[start of Extract provided]

# candle questions



## Stacey (Mar 23, 2011)

Let me give you my wax rendering process and you tell me if it's good enough for candle making, 'Kay? Here goes:

Glop the cappings (and sometimes some old frame wax) into a pair of knee-high nylons. (a messy job!) Knot off the nylons and put in a pan of water. Place said pan in the (electric not gas) oven at 200/225 degrees F until wax is melted out of nylons. Resist the urge to squeeze any more wax from nylons because all you do is squeeze out the gunk. Remove nylons and disgard. Let the pan cool until the wax is hardened and remove wax disc.

I've heard the wax water is good to toss on the garden. I used it once last year on the flower bed by the house. Not such a good idea. :no: Attracted lots and lots of bees right to the back door. Not so much a problem for me but our visitors weren't so impressed! 

Anyway...discolored goop on the bottom of the wax disc is blasted with a heat gun and scraped off.

Ta-da! That's my process. Good enough for candles? Or does it need to be rendered more than that? And if yes, what more do I need to do?

I've attempted beeswax candles a couple of times but my beeswax is too precious to me to keep messing around with until I know what I'm doing with it. 

I've made container candles before but used commercial/crafty type wax and fragrance oils. I know the usual process for candle making requires priming the wick. So now I've got a couple of the Mann Lake silicon molds. I've read that you should thread the wick through the mold so you can continue to pull it through with out re-threading it for the next candle. Ok, that makes sense to me. So then logic tells me that you don't have to prime the wick. Correct? Does it ever cause problems to NOT prime it? I understood that priming the wick is to ensure the wax adheres and should help prevent air bubbles. Albeit small bubbles...but bubbles none-the-less.

[end of Extract provided]

Short exercise
Answer these questions from the forum post above:
(a) At what oven temperature does the poster melt the wax out of the nylons?
(b) What happened when the poster put the wax water on the flower bed by the house?
(c) Which brand of silicone molds does the poster now have?

[start of Given data]

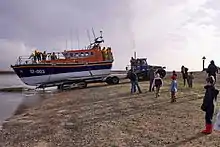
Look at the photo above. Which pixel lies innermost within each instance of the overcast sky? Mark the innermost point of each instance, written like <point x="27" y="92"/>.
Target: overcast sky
<point x="168" y="32"/>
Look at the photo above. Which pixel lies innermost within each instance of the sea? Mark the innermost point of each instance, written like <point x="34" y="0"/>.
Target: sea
<point x="11" y="101"/>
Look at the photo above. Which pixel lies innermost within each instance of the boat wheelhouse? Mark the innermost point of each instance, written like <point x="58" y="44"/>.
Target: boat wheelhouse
<point x="44" y="68"/>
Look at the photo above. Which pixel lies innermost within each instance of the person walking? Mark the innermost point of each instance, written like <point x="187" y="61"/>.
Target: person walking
<point x="151" y="77"/>
<point x="173" y="88"/>
<point x="158" y="83"/>
<point x="208" y="103"/>
<point x="190" y="80"/>
<point x="134" y="81"/>
<point x="212" y="70"/>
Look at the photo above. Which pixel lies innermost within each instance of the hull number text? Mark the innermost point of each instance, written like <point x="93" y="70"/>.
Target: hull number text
<point x="38" y="71"/>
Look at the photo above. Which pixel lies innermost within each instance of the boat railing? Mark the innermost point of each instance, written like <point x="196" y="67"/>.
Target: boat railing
<point x="24" y="60"/>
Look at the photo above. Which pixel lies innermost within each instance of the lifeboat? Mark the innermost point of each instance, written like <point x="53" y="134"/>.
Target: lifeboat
<point x="40" y="68"/>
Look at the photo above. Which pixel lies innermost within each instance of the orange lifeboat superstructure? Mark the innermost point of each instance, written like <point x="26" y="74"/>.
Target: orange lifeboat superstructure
<point x="43" y="68"/>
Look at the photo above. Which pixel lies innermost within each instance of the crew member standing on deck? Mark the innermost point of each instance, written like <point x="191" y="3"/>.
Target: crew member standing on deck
<point x="151" y="77"/>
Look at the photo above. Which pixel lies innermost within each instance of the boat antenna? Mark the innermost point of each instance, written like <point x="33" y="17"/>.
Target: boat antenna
<point x="71" y="39"/>
<point x="77" y="33"/>
<point x="89" y="36"/>
<point x="93" y="33"/>
<point x="66" y="44"/>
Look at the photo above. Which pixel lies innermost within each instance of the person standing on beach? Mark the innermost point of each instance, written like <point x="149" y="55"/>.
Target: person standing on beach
<point x="134" y="81"/>
<point x="190" y="80"/>
<point x="151" y="77"/>
<point x="208" y="103"/>
<point x="184" y="72"/>
<point x="212" y="70"/>
<point x="158" y="83"/>
<point x="173" y="89"/>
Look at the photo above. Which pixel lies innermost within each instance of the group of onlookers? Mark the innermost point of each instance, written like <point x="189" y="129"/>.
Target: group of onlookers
<point x="210" y="94"/>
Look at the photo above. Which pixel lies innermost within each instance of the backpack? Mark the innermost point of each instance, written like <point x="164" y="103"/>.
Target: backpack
<point x="158" y="82"/>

[end of Given data]

Response
(a) 200/225 degrees F
(b) It attracted lots of bees right to the back door.
(c) Mann Lake